■ Work to complete
Every entry below should come back unchanged, except that the pictures are dropped.

[Referring expression data]

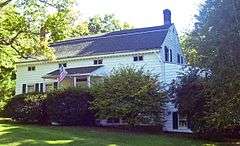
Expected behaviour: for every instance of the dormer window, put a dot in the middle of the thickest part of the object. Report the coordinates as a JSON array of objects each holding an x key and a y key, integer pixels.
[
  {"x": 97, "y": 61},
  {"x": 31, "y": 68},
  {"x": 178, "y": 58},
  {"x": 166, "y": 50},
  {"x": 62, "y": 64},
  {"x": 170, "y": 55},
  {"x": 138, "y": 58},
  {"x": 181, "y": 60}
]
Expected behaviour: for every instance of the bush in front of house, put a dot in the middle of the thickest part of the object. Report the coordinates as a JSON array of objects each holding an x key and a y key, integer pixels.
[
  {"x": 27, "y": 108},
  {"x": 70, "y": 107},
  {"x": 130, "y": 94}
]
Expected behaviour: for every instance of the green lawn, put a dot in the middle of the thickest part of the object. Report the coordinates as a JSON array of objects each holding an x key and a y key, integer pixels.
[{"x": 24, "y": 135}]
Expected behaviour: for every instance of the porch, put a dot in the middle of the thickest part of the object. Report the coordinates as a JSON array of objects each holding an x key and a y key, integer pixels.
[{"x": 76, "y": 77}]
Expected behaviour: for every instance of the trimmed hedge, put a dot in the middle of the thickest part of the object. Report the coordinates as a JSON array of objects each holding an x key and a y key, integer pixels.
[
  {"x": 70, "y": 107},
  {"x": 28, "y": 108},
  {"x": 65, "y": 107}
]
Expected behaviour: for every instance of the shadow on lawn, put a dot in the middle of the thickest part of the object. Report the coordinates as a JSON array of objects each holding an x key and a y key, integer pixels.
[
  {"x": 13, "y": 134},
  {"x": 25, "y": 135}
]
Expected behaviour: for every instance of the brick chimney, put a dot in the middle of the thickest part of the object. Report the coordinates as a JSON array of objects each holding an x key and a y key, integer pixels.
[{"x": 167, "y": 17}]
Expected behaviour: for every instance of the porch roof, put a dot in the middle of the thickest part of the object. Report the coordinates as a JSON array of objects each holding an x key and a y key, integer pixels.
[{"x": 74, "y": 71}]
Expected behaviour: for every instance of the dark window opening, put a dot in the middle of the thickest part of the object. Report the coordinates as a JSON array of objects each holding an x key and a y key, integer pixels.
[
  {"x": 24, "y": 88},
  {"x": 37, "y": 87},
  {"x": 178, "y": 58},
  {"x": 135, "y": 58},
  {"x": 170, "y": 55},
  {"x": 113, "y": 120},
  {"x": 99, "y": 61},
  {"x": 55, "y": 85},
  {"x": 138, "y": 58},
  {"x": 31, "y": 68},
  {"x": 41, "y": 87},
  {"x": 81, "y": 79},
  {"x": 166, "y": 54},
  {"x": 181, "y": 60},
  {"x": 62, "y": 64}
]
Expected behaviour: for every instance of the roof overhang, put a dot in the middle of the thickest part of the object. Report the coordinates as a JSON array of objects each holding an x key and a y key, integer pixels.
[{"x": 73, "y": 72}]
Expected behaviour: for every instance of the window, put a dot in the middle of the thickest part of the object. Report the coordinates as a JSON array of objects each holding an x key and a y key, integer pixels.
[
  {"x": 166, "y": 53},
  {"x": 135, "y": 58},
  {"x": 81, "y": 81},
  {"x": 49, "y": 86},
  {"x": 170, "y": 55},
  {"x": 30, "y": 88},
  {"x": 62, "y": 64},
  {"x": 55, "y": 85},
  {"x": 41, "y": 87},
  {"x": 178, "y": 58},
  {"x": 138, "y": 58},
  {"x": 182, "y": 121},
  {"x": 113, "y": 120},
  {"x": 97, "y": 61},
  {"x": 37, "y": 87},
  {"x": 181, "y": 60},
  {"x": 31, "y": 68},
  {"x": 24, "y": 86}
]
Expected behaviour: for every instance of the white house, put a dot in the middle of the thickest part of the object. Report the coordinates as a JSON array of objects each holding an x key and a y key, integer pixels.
[{"x": 87, "y": 59}]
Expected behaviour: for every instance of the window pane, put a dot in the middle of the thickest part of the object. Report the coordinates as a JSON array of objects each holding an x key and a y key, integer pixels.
[
  {"x": 49, "y": 87},
  {"x": 135, "y": 58},
  {"x": 55, "y": 85},
  {"x": 24, "y": 88},
  {"x": 170, "y": 55},
  {"x": 166, "y": 54},
  {"x": 95, "y": 62},
  {"x": 100, "y": 61},
  {"x": 31, "y": 88},
  {"x": 37, "y": 87},
  {"x": 41, "y": 87},
  {"x": 178, "y": 58}
]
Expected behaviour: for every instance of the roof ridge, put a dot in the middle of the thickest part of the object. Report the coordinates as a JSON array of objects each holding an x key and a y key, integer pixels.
[{"x": 109, "y": 36}]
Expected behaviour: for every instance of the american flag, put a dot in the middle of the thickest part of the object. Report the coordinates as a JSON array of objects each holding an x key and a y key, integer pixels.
[{"x": 62, "y": 74}]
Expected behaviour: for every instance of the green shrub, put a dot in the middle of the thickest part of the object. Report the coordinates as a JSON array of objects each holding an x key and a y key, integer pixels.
[
  {"x": 70, "y": 107},
  {"x": 28, "y": 108},
  {"x": 130, "y": 94}
]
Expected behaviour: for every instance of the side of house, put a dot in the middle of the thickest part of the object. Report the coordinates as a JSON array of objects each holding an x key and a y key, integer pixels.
[{"x": 156, "y": 49}]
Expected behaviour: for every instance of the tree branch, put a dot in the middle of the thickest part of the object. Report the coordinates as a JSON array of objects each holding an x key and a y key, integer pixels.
[{"x": 2, "y": 4}]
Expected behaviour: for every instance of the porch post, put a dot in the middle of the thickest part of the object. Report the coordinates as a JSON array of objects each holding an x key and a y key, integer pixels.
[
  {"x": 74, "y": 81},
  {"x": 88, "y": 81}
]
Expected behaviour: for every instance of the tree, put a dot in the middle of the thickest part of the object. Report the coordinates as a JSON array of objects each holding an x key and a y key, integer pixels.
[
  {"x": 130, "y": 94},
  {"x": 25, "y": 31},
  {"x": 191, "y": 99},
  {"x": 216, "y": 39},
  {"x": 98, "y": 24}
]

■ Written reply
Expected behaviour: for every instance of the dormer window, put a dot in the middle of the thickest part of the object. Report the coordinates as a JSON array of objects each holding an x key and a y key, integer pixels.
[
  {"x": 97, "y": 61},
  {"x": 31, "y": 68},
  {"x": 178, "y": 58},
  {"x": 166, "y": 50},
  {"x": 62, "y": 64},
  {"x": 170, "y": 55},
  {"x": 138, "y": 58},
  {"x": 181, "y": 60}
]
Expected behaviour: for every instance of the bush in front of house, put a dot in the middle of the thickest part of the object. Report the coordinates as a JSON array of objects each holding an x key and a y key, integer pixels.
[
  {"x": 27, "y": 108},
  {"x": 70, "y": 107},
  {"x": 130, "y": 94}
]
Expected behaviour: for every instance of the green lawn, put a dot in the middle of the thickest part of the object. Report the coordinates as a JSON array of objects each holding an x key and a y key, integer pixels.
[{"x": 24, "y": 135}]
Expected behaviour: for every instance of the porch, put a dot in the middle of the thickest part of the object. Report the coordinates as a JSON array of objects each holding an x key and a y key, integer pixels.
[{"x": 76, "y": 77}]
Expected behaviour: for every instance of the trimmed hedge, put a dot in the middle of the thickest part of the object. Report the coordinates as a JSON array of objects each holding an x key and a y key, integer pixels.
[
  {"x": 70, "y": 107},
  {"x": 28, "y": 108},
  {"x": 65, "y": 107}
]
Expected behaviour: for every instance of the shadow on lawn, put a dot in the middle of the thickest part of the object. Report the coordinates as a JSON array of objects each holding an x key and a y key, integer pixels.
[
  {"x": 13, "y": 134},
  {"x": 25, "y": 135}
]
Expected behaviour: for every instance of the brick chimney, put a dot in the middle of the thickest part of the object. Report the coordinates as a JSON array of objects each holding an x key and a y key, integer pixels.
[{"x": 167, "y": 17}]
Expected behaviour: for every instance of the porch roof, put a dot in the middle of the thickest part of the object. Report the coordinates as a JSON array of objects each holding an x key and a y key, integer pixels.
[{"x": 74, "y": 71}]
Expected behaviour: for every instance of the dark window opening, put a dot in the middle of the thickest part of the object. Report the coordinates as a JSON array of objects each holding an x key and a y key, integer pixels.
[
  {"x": 24, "y": 88},
  {"x": 37, "y": 87},
  {"x": 178, "y": 58},
  {"x": 135, "y": 58},
  {"x": 170, "y": 55},
  {"x": 113, "y": 120},
  {"x": 99, "y": 61},
  {"x": 55, "y": 85},
  {"x": 138, "y": 58},
  {"x": 31, "y": 68},
  {"x": 41, "y": 87},
  {"x": 81, "y": 79},
  {"x": 166, "y": 54},
  {"x": 181, "y": 60},
  {"x": 62, "y": 64}
]
Expected behaviour: for every instance of the roof overhang, put a dot in the middle of the thickest part of the object. Report the coordinates as a JSON array of objects each holding an x key and a y key, integer pixels.
[{"x": 73, "y": 72}]
Expected behaviour: for every instance of the window, put a dot in the middle of the thickest part of the object. Report the coordinates as a JSON array of objects each holding an x key and a y key, integer pixels.
[
  {"x": 166, "y": 53},
  {"x": 135, "y": 58},
  {"x": 81, "y": 81},
  {"x": 49, "y": 86},
  {"x": 170, "y": 55},
  {"x": 30, "y": 88},
  {"x": 62, "y": 64},
  {"x": 55, "y": 85},
  {"x": 41, "y": 87},
  {"x": 178, "y": 58},
  {"x": 138, "y": 58},
  {"x": 182, "y": 121},
  {"x": 113, "y": 120},
  {"x": 97, "y": 61},
  {"x": 37, "y": 87},
  {"x": 181, "y": 60},
  {"x": 31, "y": 68},
  {"x": 24, "y": 86}
]
Expected behaviour: for every instance of the white house, put a dot in the middle of the thickest part of the object. Report the coordinates as a JSON array of objects each holding an x key and a y key, integer pixels.
[{"x": 87, "y": 59}]
Expected behaviour: for every instance of the window pane, put a dot in the middle of the thickest part of the object. Report the coordinates as a JSON array of objects each holding an x key and a y key, integer pixels.
[
  {"x": 49, "y": 87},
  {"x": 135, "y": 58},
  {"x": 55, "y": 85},
  {"x": 24, "y": 88},
  {"x": 170, "y": 55},
  {"x": 166, "y": 54},
  {"x": 95, "y": 62},
  {"x": 100, "y": 61},
  {"x": 31, "y": 88},
  {"x": 37, "y": 87},
  {"x": 41, "y": 87},
  {"x": 178, "y": 58}
]
Expected behaviour: for every instance of the roof ridge, put a dot in the middle of the thickest part of the object. Report the coordinates as a JSON array of objects each holding an x key and a y key, integer pixels.
[{"x": 109, "y": 36}]
Expected behaviour: for every instance of the american flag, put a dot in the middle of the thickest part of the object. Report the coordinates as a JSON array of objects each holding an x key and a y key, integer pixels.
[{"x": 62, "y": 74}]
Expected behaviour: for every instance of the green shrub, put a dot in the middle of the thickest part of the object. Report the coordinates as a JSON array of objects each holding an x key and a y key, integer pixels.
[
  {"x": 70, "y": 107},
  {"x": 28, "y": 108},
  {"x": 130, "y": 94}
]
Expected behaviour: for every instance of the side of house, put a dot in the middle of the thickest part of the object. Report the coordinates as a JSON array of objects each holding an x key and a y key, integer pixels.
[{"x": 156, "y": 49}]
Expected behaviour: for every instance of the tree branch, put a dot in the middle of the thickest part of the object. Report the coordinates as a JSON array of objects each holding an x key and a y key, integer pixels.
[{"x": 2, "y": 4}]
Expected behaviour: for every instance of the porch post, put a dot in the middle of the thickest part of the object. Report the coordinates as a JSON array of objects each holding an x key and a y key, integer pixels.
[
  {"x": 74, "y": 81},
  {"x": 88, "y": 81}
]
Expected behaviour: for every instance of the tree, put a dot in the middle of the thickest part of the object. Report the coordinates as a JSON array of objects each holding an x key and a y key, integer pixels.
[
  {"x": 130, "y": 94},
  {"x": 25, "y": 31},
  {"x": 191, "y": 99},
  {"x": 216, "y": 39},
  {"x": 98, "y": 24}
]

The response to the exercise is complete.